** GIVEN INSTRUCTION **
Rewrite the listing as a numbered list, starting at the line that contains "the distant white" and continuing through the end of the listing. Leave out any blank lines.

────

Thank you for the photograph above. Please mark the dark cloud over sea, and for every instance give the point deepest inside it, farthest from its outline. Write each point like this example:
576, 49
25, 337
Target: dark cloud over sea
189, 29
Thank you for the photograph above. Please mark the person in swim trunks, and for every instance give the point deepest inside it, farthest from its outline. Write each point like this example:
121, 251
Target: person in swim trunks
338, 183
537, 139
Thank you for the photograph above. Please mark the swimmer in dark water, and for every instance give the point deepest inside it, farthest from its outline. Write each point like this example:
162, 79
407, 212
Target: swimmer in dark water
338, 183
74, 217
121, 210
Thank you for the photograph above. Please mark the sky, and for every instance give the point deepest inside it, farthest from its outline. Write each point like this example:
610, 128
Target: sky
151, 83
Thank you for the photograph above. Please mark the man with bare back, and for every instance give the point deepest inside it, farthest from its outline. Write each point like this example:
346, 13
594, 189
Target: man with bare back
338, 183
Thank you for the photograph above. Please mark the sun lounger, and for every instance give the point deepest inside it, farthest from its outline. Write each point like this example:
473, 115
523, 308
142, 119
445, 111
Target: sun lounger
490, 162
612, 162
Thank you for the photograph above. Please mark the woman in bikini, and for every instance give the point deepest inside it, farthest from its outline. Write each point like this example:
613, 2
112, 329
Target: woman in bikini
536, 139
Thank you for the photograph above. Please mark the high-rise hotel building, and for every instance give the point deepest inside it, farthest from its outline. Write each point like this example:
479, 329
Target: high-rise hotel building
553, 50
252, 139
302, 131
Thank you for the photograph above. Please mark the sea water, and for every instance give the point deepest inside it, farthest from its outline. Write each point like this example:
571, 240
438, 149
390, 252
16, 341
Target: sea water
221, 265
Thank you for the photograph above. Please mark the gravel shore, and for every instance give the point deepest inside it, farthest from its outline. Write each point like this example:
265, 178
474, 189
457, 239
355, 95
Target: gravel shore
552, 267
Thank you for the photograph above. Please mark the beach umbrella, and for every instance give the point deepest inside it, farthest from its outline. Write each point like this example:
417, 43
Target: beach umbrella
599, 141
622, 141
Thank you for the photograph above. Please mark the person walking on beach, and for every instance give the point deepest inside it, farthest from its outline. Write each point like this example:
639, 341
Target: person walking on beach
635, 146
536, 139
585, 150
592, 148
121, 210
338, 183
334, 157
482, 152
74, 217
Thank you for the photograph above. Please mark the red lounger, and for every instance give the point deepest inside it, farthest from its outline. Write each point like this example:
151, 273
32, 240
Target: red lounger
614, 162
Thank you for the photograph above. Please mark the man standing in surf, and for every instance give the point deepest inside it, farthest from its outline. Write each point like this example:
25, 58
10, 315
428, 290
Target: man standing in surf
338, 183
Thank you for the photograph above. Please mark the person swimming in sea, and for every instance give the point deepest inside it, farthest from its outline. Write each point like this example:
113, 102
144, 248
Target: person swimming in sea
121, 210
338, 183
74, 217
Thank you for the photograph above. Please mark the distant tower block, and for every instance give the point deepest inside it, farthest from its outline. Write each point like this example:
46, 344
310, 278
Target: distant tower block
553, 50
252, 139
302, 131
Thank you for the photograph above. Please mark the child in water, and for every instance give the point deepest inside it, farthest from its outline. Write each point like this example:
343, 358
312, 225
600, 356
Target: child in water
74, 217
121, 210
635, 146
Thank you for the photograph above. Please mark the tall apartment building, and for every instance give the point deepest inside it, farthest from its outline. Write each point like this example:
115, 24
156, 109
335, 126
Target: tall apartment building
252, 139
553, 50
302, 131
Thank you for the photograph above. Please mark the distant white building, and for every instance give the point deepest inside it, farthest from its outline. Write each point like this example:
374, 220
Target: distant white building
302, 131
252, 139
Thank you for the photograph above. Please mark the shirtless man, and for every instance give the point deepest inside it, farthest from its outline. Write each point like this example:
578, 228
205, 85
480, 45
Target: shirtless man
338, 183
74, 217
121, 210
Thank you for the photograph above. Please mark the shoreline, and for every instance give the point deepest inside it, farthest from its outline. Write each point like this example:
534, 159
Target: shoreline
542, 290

────

** THE RESPONSE **
1. Thank you for the photograph above. Please mark the distant white building, and for every instance give the point deepest inside it, farthest from its outline. Write each point like this example:
2. 374, 220
3. Target: distant white building
4. 302, 131
5. 252, 139
6. Thank you for the photograph above. Please mark the shirtless man, and for every instance give the point deepest inside it, farthest from its outline. Write each point like this example:
7. 578, 228
8. 205, 85
9. 480, 45
10. Target: shirtless man
11. 338, 183
12. 74, 217
13. 121, 210
14. Thank you for the photograph above. Please mark the shoreline, and for every instance give the point deepest inside it, farthest from its outline. Write each point like this example:
15. 534, 159
16. Target: shoreline
17. 542, 290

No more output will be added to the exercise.